### [Work to complete]
What you return should match every entry, character for character.

### [Dataset excerpts]

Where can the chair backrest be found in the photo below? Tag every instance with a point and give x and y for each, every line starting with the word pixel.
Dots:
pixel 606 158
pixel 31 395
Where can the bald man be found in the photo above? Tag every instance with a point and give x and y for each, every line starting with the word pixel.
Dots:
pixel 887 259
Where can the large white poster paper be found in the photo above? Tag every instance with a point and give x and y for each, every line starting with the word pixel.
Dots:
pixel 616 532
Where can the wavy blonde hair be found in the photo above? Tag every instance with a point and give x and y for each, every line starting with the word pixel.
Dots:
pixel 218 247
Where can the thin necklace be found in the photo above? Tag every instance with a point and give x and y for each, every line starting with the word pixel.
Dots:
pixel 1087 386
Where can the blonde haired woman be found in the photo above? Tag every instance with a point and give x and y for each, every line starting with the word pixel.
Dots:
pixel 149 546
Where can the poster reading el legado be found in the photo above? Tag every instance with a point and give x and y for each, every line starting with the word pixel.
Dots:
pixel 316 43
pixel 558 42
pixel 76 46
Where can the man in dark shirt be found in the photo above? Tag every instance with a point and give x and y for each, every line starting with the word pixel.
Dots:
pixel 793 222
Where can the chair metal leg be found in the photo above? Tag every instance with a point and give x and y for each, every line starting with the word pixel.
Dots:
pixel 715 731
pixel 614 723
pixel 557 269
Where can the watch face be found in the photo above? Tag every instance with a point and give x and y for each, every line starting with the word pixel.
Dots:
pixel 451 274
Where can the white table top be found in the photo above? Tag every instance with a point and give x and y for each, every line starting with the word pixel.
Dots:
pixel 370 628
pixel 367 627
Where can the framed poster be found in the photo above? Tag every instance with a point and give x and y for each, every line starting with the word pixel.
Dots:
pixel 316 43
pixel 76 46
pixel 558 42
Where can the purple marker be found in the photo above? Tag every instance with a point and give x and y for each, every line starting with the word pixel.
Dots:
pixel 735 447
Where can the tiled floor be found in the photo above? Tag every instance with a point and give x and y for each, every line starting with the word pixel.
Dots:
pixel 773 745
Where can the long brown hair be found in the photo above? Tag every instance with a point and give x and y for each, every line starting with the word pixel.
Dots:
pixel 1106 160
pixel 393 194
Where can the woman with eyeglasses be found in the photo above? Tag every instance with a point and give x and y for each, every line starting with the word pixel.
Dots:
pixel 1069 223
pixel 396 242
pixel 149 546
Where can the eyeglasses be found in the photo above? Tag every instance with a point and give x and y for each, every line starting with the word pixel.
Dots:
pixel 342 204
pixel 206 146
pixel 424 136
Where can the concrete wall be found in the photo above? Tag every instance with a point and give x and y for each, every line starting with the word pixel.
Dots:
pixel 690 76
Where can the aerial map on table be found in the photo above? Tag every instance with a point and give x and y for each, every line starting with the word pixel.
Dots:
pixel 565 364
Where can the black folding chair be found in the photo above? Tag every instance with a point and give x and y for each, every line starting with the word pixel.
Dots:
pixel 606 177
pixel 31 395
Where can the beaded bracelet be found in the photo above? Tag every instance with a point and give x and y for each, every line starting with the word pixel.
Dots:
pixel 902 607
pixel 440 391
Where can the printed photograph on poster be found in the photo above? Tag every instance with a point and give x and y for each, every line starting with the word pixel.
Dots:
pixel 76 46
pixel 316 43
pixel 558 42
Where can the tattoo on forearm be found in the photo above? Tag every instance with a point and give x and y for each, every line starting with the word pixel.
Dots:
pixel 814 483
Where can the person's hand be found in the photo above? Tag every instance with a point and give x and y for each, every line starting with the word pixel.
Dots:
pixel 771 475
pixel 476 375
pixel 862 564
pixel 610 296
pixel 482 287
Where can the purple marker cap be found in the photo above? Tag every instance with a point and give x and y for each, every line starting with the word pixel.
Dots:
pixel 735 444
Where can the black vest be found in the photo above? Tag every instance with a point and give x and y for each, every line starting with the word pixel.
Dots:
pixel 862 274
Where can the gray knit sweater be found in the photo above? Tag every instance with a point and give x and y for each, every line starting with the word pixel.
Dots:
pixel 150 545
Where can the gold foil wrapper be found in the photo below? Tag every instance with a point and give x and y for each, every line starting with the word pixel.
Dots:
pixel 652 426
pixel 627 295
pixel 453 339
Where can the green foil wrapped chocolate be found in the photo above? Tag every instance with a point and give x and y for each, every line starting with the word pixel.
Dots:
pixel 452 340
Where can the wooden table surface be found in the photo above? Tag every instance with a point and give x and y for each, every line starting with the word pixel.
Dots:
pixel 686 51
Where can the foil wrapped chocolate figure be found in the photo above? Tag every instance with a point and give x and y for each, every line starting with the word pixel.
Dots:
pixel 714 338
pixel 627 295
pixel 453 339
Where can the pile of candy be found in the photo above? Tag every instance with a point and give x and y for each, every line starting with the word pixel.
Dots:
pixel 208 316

### [Output below]
Where can the chair backrest be found in the photo below? Tag every instance with a point and give x and y for each, every line starting with the word pixel.
Dots:
pixel 606 158
pixel 31 395
Where can the bald man be found in the photo above? Tag every instance with a point and give x and y for each, every line starting with the word pixel.
Dots:
pixel 887 259
Where can the large white poster paper be found in the photo above? Tag every instance with a point and give x and y for each, every line starting with the word pixel.
Dots:
pixel 616 532
Where can the wavy blonde hair be found in the photo above? Tag every instance with a point and give x and y for each, every line starting with the word pixel.
Dots:
pixel 218 247
Where can the thin necklace be found in the photo above? Tag every instance with a point and give x and y for each, every line starting with the word pixel.
Dots:
pixel 1087 386
Where can the blonde haired woman be found in the photo above? Tag every instance with a point and give x and y for each, every line starting with the word pixel.
Dots:
pixel 149 546
Where can the poster reading el legado be found in the photo above? Tag every instance with a point and give x and y for each, every line starting with the word pixel.
Dots:
pixel 316 43
pixel 558 42
pixel 76 46
Where can the man in dark shirt be found in the photo above? Tag every instance with a point and give x and y for each, every line starting with the word pixel.
Dots:
pixel 793 222
Where can the chair metal leg be found in the photo above? Tag every instance with a point and give x and y for each, every line starting with the word pixel.
Dots:
pixel 715 731
pixel 614 723
pixel 557 269
Where can the watch face be found in the photo above? Tag every instance with a point and give x and y for each, every line starting with the word pixel.
Dots:
pixel 451 274
Where can the white table top be found in the photo above? Tag every instance with a point and give x and y for each, every line starting with the word pixel.
Dots:
pixel 370 628
pixel 367 627
Where can the framed poster be found in the photo above? Tag every instance with a point and give x and y for each, every line starting with the word pixel.
Dots:
pixel 316 43
pixel 76 46
pixel 558 42
Where can the purple marker be found in the photo above? Tag every instance with a point and give x and y for each, every line starting with the word pixel.
Dots:
pixel 735 447
Where can the tiled floor be found in the photo above? Tag every instance with a point and give x and y for each, every line starting with the word pixel.
Dots:
pixel 773 745
Where can the long brown hair be found in the photo above? Tag every instance with a point and give x and y for each, every line starting with the word pixel.
Dots:
pixel 1106 160
pixel 393 194
Where can the woman with eyeglasses be found in the photo above? Tag every instance with a point and give x and y for each, every line starting with the word pixel.
Dots:
pixel 1069 223
pixel 396 242
pixel 149 546
Where can the eyeglasses be found in the photo above? Tag every instance with a point and give x and y for each, every line starting with the word pixel.
Dots:
pixel 342 204
pixel 206 146
pixel 424 136
Where can the concrete wall be found in the photo above? Tag every instance with a point and give x and y for each, every line starting with the word pixel.
Dots:
pixel 690 76
Where can the aerial map on table be found in the photo above? Tag every instance with a point and give x and y for each, every line starting with the word pixel.
Dots:
pixel 565 364
Where can the black folding chair be found in the photo above? Tag every instance with a point and give x and y for each, every line starting with the word pixel.
Dots:
pixel 606 177
pixel 31 395
Where can the beaded bracelet be found in the photo above? Tag every instance with a point and give x and y for each, every line starting with the word pixel.
Dots:
pixel 902 607
pixel 440 391
Where can the printed photograph on poster be found in the photo above? Tag every instance with a point and give x and y for each, every line starting with the word pixel.
Dots:
pixel 76 46
pixel 316 43
pixel 558 42
Where can the tattoo on forearm be found in the photo above? Tag every instance with a point and give x and y for each, every line starting with the word pixel.
Dots:
pixel 814 483
Where can the person's hand be found in the photo above? Tag every instance with a point and give x and y for each, every line starting with the word pixel.
Dots:
pixel 771 475
pixel 476 375
pixel 862 564
pixel 610 296
pixel 482 287
Where can the purple marker cap be found in the photo above? Tag every instance with a point and give x and y for each, every line starting with the word pixel.
Dots:
pixel 735 444
Where can the black vest be found in the photo above? Tag every instance with a point and give x and y for each, every line starting with the word pixel.
Dots:
pixel 862 274
Where can the gray knit sweater be found in the photo above? Tag every instance with a point and give x and y for each, every line starting with the word pixel.
Dots:
pixel 150 545
Where can the gold foil wrapper be found in the photo below? Tag every instance with a point and give x and y for each, every line starting with the word pixel.
Dots:
pixel 652 426
pixel 627 295
pixel 453 339
Where can the green foil wrapped chocolate be found in the photo above? Tag every instance with a point and give x and y for each, every line starting with the word pixel.
Dots:
pixel 452 340
Where can the wooden table surface be found in the photo above? Tag every instance with a point and give x and y for each, every line starting with the word pixel.
Dots:
pixel 686 51
Where can the foil wrapped chocolate figure be found in the photo above? Tag every instance with a point and give x and y for each, every line starting with the word pixel.
Dots:
pixel 714 338
pixel 627 295
pixel 453 339
Where can the pile of candy be found in the photo above? Tag every instance with a point and give x and y for each, every line starting with the word pixel.
Dots:
pixel 208 316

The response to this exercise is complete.